■ Task brief
Which lines in the rows below contain the word "brown"? Extract each of them.

─── Input data ───

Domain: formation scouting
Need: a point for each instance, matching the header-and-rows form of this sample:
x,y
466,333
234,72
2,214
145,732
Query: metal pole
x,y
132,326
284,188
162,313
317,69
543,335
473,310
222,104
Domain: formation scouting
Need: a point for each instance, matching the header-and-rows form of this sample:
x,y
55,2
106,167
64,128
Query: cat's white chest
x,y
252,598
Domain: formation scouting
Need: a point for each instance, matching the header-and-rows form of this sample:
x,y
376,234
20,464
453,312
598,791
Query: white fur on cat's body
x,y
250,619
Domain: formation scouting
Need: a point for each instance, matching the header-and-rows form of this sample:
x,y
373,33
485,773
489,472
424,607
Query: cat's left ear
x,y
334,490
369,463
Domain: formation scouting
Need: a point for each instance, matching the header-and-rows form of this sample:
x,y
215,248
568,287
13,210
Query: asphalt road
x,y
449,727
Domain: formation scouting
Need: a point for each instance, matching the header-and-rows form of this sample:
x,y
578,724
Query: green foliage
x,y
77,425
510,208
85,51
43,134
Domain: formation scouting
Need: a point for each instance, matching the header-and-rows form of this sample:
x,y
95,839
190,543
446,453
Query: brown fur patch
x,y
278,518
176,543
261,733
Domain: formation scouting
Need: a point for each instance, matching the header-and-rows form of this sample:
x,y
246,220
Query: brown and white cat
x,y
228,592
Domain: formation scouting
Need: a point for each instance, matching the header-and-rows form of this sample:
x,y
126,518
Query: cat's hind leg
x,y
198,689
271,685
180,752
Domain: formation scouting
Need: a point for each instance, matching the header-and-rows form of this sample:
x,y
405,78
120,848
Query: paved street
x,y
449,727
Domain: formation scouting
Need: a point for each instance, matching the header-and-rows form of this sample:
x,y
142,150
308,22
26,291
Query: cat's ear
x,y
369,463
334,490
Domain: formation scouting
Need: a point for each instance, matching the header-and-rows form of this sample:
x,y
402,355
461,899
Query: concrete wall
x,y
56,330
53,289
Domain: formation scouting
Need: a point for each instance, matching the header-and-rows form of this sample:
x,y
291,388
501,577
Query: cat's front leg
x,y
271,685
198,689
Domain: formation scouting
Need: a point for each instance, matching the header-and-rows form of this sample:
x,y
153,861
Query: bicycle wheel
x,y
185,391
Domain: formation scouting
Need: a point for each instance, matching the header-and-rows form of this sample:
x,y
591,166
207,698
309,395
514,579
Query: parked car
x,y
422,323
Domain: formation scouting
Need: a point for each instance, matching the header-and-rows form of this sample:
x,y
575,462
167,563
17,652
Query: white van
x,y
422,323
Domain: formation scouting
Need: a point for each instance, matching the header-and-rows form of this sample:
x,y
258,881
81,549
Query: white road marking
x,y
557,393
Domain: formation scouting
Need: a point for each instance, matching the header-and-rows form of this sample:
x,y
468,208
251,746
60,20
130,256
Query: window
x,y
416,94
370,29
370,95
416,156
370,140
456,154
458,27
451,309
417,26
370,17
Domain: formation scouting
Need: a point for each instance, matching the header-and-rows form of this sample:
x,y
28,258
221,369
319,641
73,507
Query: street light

───

■ Result for this task
Query: brown fur patch
Query: brown and white cat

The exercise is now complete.